* _Aim of the exercise_
Return all of the data that follows precisely, leaving every image out.

* _Exercise material_

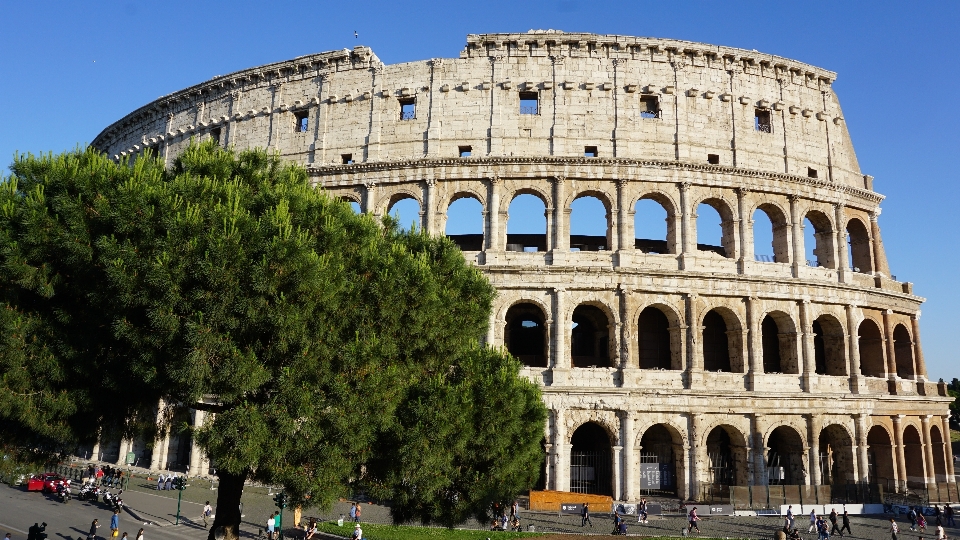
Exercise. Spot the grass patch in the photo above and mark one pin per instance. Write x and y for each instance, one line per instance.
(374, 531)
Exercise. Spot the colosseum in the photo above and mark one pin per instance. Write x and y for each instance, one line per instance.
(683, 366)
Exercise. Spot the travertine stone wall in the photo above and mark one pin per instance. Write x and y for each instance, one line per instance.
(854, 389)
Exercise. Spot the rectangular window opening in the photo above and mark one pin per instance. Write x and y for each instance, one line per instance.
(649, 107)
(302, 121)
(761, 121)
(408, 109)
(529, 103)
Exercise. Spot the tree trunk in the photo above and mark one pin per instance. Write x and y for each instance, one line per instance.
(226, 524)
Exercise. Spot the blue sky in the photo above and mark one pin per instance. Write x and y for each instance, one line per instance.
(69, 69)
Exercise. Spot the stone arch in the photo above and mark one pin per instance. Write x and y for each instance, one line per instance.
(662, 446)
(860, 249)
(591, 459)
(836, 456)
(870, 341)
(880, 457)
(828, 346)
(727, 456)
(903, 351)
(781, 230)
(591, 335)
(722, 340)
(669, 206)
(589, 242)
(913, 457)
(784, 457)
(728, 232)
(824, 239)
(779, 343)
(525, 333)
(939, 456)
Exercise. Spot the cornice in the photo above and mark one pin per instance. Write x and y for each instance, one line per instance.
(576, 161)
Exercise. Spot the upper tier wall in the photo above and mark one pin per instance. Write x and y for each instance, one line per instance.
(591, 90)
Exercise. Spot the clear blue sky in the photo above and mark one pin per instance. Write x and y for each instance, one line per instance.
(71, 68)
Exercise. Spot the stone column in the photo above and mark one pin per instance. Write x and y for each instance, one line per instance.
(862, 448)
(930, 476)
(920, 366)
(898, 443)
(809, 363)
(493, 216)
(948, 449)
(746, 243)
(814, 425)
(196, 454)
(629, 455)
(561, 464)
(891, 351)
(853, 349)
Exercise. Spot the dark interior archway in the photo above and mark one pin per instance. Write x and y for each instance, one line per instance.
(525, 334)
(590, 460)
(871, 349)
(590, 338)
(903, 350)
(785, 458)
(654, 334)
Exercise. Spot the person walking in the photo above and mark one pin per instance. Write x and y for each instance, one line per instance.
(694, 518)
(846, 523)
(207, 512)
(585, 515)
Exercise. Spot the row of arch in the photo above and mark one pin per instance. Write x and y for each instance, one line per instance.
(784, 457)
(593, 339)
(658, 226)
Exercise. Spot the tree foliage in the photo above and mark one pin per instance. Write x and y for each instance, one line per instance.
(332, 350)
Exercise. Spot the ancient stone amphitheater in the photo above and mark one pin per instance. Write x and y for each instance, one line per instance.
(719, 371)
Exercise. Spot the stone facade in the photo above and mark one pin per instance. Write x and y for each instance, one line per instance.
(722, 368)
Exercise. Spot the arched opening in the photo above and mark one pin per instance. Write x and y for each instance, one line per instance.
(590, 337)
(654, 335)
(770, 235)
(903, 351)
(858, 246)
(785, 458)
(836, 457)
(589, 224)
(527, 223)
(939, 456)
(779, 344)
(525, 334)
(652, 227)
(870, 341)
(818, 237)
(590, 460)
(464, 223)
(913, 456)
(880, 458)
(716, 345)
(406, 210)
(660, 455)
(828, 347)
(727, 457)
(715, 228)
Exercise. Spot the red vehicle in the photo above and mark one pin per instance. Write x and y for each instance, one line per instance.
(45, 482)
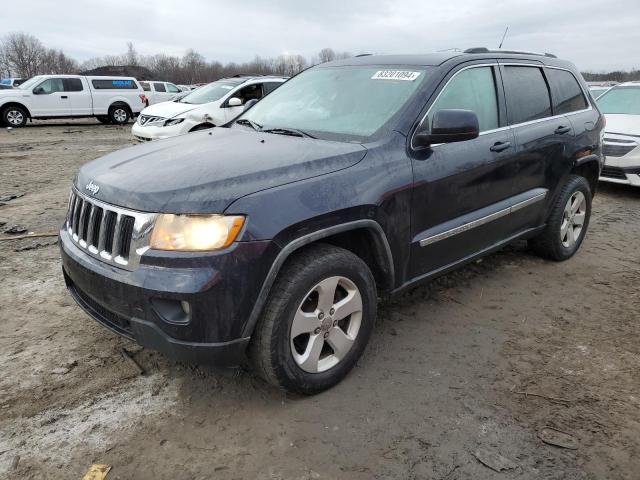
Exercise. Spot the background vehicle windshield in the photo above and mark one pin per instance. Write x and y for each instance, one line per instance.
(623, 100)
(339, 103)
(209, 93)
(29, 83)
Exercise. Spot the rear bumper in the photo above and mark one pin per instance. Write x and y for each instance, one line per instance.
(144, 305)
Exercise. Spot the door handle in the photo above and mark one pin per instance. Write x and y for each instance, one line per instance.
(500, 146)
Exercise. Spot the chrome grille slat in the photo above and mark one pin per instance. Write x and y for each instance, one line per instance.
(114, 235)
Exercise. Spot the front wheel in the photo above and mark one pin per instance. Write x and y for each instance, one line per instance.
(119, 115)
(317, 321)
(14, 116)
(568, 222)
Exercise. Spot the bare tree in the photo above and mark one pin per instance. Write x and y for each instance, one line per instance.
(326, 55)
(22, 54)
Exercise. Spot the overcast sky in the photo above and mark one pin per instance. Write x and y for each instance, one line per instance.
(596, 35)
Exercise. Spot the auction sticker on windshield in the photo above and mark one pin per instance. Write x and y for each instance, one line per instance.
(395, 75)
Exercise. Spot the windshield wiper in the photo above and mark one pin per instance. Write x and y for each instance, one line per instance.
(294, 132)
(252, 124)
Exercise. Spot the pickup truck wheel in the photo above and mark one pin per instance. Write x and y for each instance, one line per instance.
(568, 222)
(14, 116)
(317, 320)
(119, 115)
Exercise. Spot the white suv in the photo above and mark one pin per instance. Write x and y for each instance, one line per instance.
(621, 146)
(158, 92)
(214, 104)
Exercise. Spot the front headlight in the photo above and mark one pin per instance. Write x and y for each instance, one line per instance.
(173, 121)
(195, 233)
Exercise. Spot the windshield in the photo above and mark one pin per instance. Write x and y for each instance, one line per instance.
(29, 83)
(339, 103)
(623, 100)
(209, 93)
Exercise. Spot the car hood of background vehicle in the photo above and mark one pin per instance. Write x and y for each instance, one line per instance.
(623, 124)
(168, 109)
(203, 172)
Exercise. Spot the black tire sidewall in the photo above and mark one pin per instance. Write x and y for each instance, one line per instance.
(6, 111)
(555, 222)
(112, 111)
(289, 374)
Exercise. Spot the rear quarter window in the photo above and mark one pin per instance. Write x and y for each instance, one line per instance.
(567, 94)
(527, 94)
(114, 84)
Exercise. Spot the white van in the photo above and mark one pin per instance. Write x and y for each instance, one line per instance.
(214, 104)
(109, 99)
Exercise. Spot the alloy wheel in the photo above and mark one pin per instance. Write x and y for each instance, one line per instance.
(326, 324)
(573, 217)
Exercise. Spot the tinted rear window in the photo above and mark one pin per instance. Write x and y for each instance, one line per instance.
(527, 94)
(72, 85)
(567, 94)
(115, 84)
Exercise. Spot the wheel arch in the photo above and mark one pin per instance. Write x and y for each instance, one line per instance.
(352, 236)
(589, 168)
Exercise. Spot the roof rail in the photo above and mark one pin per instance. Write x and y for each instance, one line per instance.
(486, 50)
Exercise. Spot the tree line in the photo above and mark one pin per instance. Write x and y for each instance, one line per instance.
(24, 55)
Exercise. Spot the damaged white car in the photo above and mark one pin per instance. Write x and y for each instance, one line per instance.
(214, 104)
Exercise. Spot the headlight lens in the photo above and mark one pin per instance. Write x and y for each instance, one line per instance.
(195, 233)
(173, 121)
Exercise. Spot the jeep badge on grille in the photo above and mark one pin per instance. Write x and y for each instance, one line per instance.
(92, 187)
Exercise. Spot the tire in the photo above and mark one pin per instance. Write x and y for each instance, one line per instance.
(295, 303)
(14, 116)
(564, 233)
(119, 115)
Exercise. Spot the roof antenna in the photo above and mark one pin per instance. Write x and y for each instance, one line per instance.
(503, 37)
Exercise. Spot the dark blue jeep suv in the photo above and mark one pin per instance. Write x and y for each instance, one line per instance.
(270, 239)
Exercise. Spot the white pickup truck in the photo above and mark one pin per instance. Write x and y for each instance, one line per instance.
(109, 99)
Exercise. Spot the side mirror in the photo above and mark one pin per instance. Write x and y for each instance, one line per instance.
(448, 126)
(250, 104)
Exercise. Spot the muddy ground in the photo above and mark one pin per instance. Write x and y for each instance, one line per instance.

* _Answer to this task_
Exercise. Spot the grass patch in the photo above and mark one pin per instance. Write x and y for each instance, one line per instance.
(374, 531)
Exercise. Spot the colosseum in the photo above and mark one pin per instance. Write x and y for each instance, one line per instance.
(683, 366)
Exercise. Spot the travertine stone wall in the photo above and mark one pin per instance. Write x and y for each instance, one line per instance.
(854, 389)
Exercise. Spot the rectangular window opening in the photo above and mark one pin per instance. Write x and y for each instance, one line per instance.
(649, 107)
(302, 121)
(761, 121)
(408, 109)
(529, 103)
Exercise. Spot the tree trunk in the photo above and mark one pin per instance. Write x and y for each instance, one line per instance.
(226, 524)
Exercise. Spot the blue sky in the photo above and mark one pin per instance. Write x and y for each instance, one line per instance.
(69, 69)
Exercise. Spot the stone arch in the photo above and mark one pin per instance. Write x and y for each instance, one line per instance.
(662, 446)
(860, 249)
(591, 459)
(836, 456)
(870, 341)
(880, 457)
(828, 346)
(727, 456)
(903, 351)
(781, 230)
(591, 335)
(722, 340)
(669, 206)
(589, 242)
(913, 457)
(784, 457)
(728, 232)
(824, 239)
(779, 343)
(525, 333)
(939, 456)
Exercise. Spot the cornice in the photo above and mark one pin per instance. Write x and y for each instance, one line per instance.
(576, 161)
Exercise. Spot the upper tier wall in the photo above and mark one pin per instance. Write x and y for each instance, one line per instance.
(591, 90)
Exercise. Spot the clear blue sky in the photo above and mark one pin per instance. Write x and y for each instance, one line per instance.
(71, 68)
Exercise. Spot the stone column in the photo above and mark one pin per instance. Write x and y for each instance, one line per instance.
(862, 448)
(930, 476)
(920, 366)
(898, 443)
(809, 363)
(493, 216)
(948, 449)
(746, 243)
(814, 425)
(196, 454)
(629, 455)
(561, 464)
(891, 351)
(853, 349)
Exercise. Spot the dark interior archway in the photo above and mark one pin per instance. Write x and y for each instance, one line per instance.
(525, 334)
(590, 460)
(871, 349)
(590, 338)
(903, 350)
(785, 458)
(654, 334)
Exercise. Spot the person walking in the photo above and mark one pin per instance. Write x and y for each instance, one line per instance.
(694, 518)
(846, 523)
(207, 512)
(585, 515)
Exercise. Spot the row of arch in the photo above and mark one pin per instance. Write x and y for each instance, one line per instance.
(784, 457)
(593, 339)
(658, 226)
Exercise. Spot the tree foliage in the photo above and mark one pin per instance. Write x and y for each instance, one line per instance.
(332, 350)
Exercise. Spot the ancient stone amphitheater in the photo above and mark one pin per instance. Write x and y for each instance, one line per instance.
(719, 371)
Exercise. Spot the stone facade in the photo above and mark one pin per instance. Write x and y for each instance, one line per instance.
(722, 368)
Exercise. Spot the arched opening in the photo above and mark one pin per instance. Write x and y for each instance, one line per instance.
(590, 337)
(654, 335)
(770, 235)
(903, 351)
(858, 246)
(785, 458)
(836, 457)
(589, 224)
(527, 223)
(939, 456)
(779, 344)
(525, 334)
(652, 227)
(870, 341)
(818, 237)
(590, 460)
(464, 223)
(913, 456)
(880, 458)
(716, 345)
(406, 210)
(660, 455)
(828, 347)
(727, 457)
(715, 228)
Exercise. Spot the red vehicle in the photo above and mark one pin per instance. Write x and y for each instance, one line per instance.
(45, 482)
Exercise. Spot the background vehicle windshield in the photo above and mark one pin per instance. Write x and y for each instance, one line per instance.
(623, 100)
(339, 103)
(209, 93)
(29, 83)
Exercise. Spot the rear bumper in the photo above and mark one pin per instance. Write x and y for each instance, one line per instance.
(144, 305)
Exercise. Spot the door handle in the photo above and mark one pin per instance. Write x and y for each instance, one line per instance.
(500, 146)
Exercise. Spot the chrome grille slat in the photo above and mark one pin per instance. Write x and y for each instance, one line per instance.
(114, 235)
Exercise. Spot the front wheel in the photo above and mark one pin per instance. Write x and y for each instance, one line per instance.
(119, 115)
(317, 321)
(14, 116)
(568, 222)
Exercise. Spot the bare tree in the photo above and mark one pin per instance. Write x and y for each instance, one line per instance.
(326, 55)
(22, 54)
Exercise. Spot the overcast sky in the photo above and mark one pin per instance. Write x and y for each instance, one line per instance.
(596, 35)
Exercise. Spot the auction sticker on windshield in the photo above and mark one pin per instance. Write x and y for each instance, one line per instance.
(395, 75)
Exercise. Spot the windshield wiper in the photo above and mark one pin per instance. Write x and y for each instance, one line per instance.
(294, 132)
(252, 124)
Exercise. Spot the pickup truck wheel in the photo above and mark one pin per instance. Write x and y for each instance, one line per instance.
(568, 222)
(14, 116)
(317, 320)
(119, 115)
Exercise. Spot the white suv in the photo above and mark one pin per instance. Write x and y for each instance, one line per instance.
(621, 146)
(158, 92)
(214, 104)
Exercise. Spot the front headlight in the photo above and mark one pin per instance. Write x and y for each instance, one line per instance.
(173, 121)
(195, 233)
Exercise. Spot the windshield in the photo above and mark one pin per instance. Write x and y for each instance, one line per instance.
(29, 83)
(339, 103)
(623, 100)
(209, 93)
Exercise. Spot the car hood of background vehicle in the photo above and mark one pin per instance. Write x and y for each instance, one line per instance.
(623, 124)
(168, 109)
(203, 172)
Exercise. Spot the black tire sidewall in the photo above and mark one pin per instance. Write x and y for each instance, one line per instance.
(6, 111)
(555, 222)
(112, 111)
(289, 374)
Exercise. Spot the rear quarter window in the photo above and mark one pin per instance. Write x and y for each instance, one line per instance.
(567, 94)
(527, 94)
(114, 84)
Exercise. Spot the white van in the photo above and mark one pin per instance. Write x and y for each instance, one line per instance.
(214, 104)
(109, 99)
Exercise. Spot the alloy wheel in the photo above and mark one pin per instance. Write x and y for each instance, one line per instance.
(326, 324)
(573, 217)
Exercise. Spot the tinted rear window in the photo above and mark one pin per instance. Write x and y for each instance, one line per instance.
(527, 94)
(72, 85)
(567, 94)
(115, 84)
Exercise. Spot the wheel arch in the photo above and mark one pin per instance. Write x and y for each instance, one line per instance.
(352, 236)
(589, 168)
Exercise. Spot the roof rail in the photo above and mark one pin per instance. Write x and y for each instance, one line per instance.
(486, 50)
Exercise. Spot the tree line in the photo above and mark one pin per instance. Write x and y for each instance, one line per instance.
(24, 55)
Exercise. Spot the damaged white car in the photo above and mark one pin per instance. Write x and y for each instance, one line per instance.
(214, 104)
Exercise. Spot the headlight lens in the photo above and mark one pin per instance. Write x and y for each instance, one line per instance.
(195, 233)
(173, 121)
Exercise. Spot the jeep badge on grille in the photo above and mark one pin per instance. Write x and y for each instance, one line per instance.
(92, 187)
Exercise. Spot the tire in the photo above and mark one pin per instance. Write x and y for each instance, one line per instance.
(295, 303)
(14, 116)
(564, 233)
(119, 115)
Exercise. Spot the roof antenna in the photo above and mark one pin per instance. Write x and y for each instance, one line per instance.
(503, 37)
Exercise. Spot the dark blue jeep suv in the photo above and mark one pin per instance. Write x and y for each instance, one line per instance.
(270, 239)
Exercise. Spot the white pickup truck in the photo above and mark one pin per instance. Write x and y for each instance, one line per instance.
(109, 99)
Exercise. Spot the side mirror in the photo above and mark one pin per instance. Write x and y for each instance, one line per instance.
(448, 126)
(250, 104)
Exercise. Spot the muddy ground in the photo above and mark one pin per instance. Write x and y for each instance, one line per instance.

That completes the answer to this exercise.